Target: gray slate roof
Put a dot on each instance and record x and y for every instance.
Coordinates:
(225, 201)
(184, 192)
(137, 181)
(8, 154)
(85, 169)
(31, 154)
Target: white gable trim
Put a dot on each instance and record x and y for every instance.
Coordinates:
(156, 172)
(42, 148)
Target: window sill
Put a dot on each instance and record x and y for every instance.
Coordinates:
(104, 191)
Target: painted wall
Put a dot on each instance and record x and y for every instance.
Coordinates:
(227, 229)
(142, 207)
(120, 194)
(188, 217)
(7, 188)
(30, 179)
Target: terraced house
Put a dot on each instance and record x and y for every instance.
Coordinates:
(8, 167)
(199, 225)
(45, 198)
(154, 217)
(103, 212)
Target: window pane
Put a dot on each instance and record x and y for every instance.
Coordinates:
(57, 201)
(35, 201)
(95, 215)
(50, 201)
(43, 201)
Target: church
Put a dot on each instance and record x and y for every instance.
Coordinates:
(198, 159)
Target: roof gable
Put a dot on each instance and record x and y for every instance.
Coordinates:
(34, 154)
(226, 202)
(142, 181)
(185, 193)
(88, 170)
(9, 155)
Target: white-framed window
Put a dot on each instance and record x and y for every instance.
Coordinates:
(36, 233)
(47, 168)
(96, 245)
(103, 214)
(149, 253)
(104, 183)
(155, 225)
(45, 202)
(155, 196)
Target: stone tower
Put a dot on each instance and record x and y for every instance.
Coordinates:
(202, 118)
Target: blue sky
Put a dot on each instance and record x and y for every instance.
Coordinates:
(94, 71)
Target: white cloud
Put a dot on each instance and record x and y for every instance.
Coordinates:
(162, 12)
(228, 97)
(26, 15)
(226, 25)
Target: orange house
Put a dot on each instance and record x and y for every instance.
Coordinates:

What to work on —
Copy the listing again from "Target: window pane" down through its final line, changing "stone tower" to "bell tower" and leaving everything else unchanged.

Solution to the exercise —
Target: window pane
Put a dot on each instance and record x and y for every instance.
Coordinates:
(57, 201)
(35, 201)
(95, 215)
(50, 201)
(43, 201)
Target: church
Put a dot on each instance and record x and y for every instance.
Coordinates:
(198, 159)
Target: roof gable
Put a dot on each instance and record x and y for every instance.
Coordinates:
(34, 154)
(226, 202)
(142, 181)
(185, 193)
(88, 170)
(9, 155)
Target: white-framed window
Put a dot on each instance and record x and y for every instance.
Coordinates:
(36, 233)
(47, 168)
(96, 245)
(103, 214)
(149, 253)
(104, 183)
(155, 225)
(45, 202)
(155, 196)
Target: bell tower
Put a dot on each instance and record x and y for every instance.
Coordinates:
(202, 118)
Target: blue sky
Put a dot on each instance and record x and y for every instance.
Coordinates:
(94, 71)
Target: white cloud
Put a dot on each instance and record x and y for every instance.
Coordinates:
(162, 12)
(228, 97)
(26, 15)
(226, 25)
Target: orange house
Put a dot on each instance and record x and y for every instance.
Coordinates:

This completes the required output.